Retype the records below line for line, leaving every character unchanged.

◆ Entries from a collection:
## BEGIN

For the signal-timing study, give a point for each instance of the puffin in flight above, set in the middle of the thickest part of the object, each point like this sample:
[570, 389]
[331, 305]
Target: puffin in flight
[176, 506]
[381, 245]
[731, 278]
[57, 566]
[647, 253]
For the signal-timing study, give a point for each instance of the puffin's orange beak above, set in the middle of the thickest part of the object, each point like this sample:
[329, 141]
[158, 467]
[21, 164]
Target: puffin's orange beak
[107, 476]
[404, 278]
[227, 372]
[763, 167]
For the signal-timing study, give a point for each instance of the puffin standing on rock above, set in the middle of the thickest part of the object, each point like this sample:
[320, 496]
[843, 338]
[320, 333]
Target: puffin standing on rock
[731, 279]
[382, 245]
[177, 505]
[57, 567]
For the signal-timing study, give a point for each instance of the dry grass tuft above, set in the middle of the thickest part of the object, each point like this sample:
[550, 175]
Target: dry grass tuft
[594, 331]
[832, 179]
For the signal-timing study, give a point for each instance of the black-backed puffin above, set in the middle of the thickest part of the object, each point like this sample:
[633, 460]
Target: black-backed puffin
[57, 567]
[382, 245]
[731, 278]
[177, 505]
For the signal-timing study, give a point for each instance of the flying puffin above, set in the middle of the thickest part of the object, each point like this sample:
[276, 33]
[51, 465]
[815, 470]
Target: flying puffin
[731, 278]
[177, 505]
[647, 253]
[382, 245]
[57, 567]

## END

◆ The completed task:
For the signal-timing study, give a point for each instance of the puffin in flight above, set in the middle of the thickest part of the object, each point like this sample:
[570, 389]
[331, 305]
Target: puffin in flight
[176, 506]
[381, 245]
[731, 278]
[57, 566]
[647, 253]
For the signal-timing study, give a point for each instance of the puffin's orange beak above, set in the middle of the thickest part of the object, each point like this sample:
[329, 141]
[158, 467]
[21, 164]
Target: puffin's orange beak
[107, 476]
[404, 278]
[227, 372]
[763, 167]
For the signal-timing study, give a point for each instance of the puffin standing on rock above, set in the middle of the thickest part of the object, each point like this sample:
[320, 496]
[843, 338]
[320, 333]
Target: puffin standing on rock
[731, 279]
[382, 245]
[177, 505]
[57, 567]
For the signal-timing study, give a point for each instance of the dry grass tuft above, set in the middle of the thickest part of the object, each point like this sample:
[550, 175]
Target: dry grass tuft
[594, 331]
[832, 179]
For the signal-timing study, give a point for each instance of the black-backed puffin above, set in the middle of the thickest part of the object, each point like this sample:
[633, 460]
Target: black-backed puffin
[57, 567]
[382, 245]
[731, 278]
[177, 505]
For the signal-timing study, give a point for each instance of the flying puffin above, set in the middle of the thickest part of the object, each point like this sample:
[276, 33]
[51, 465]
[815, 470]
Target: flying puffin
[731, 278]
[177, 505]
[647, 253]
[382, 245]
[57, 567]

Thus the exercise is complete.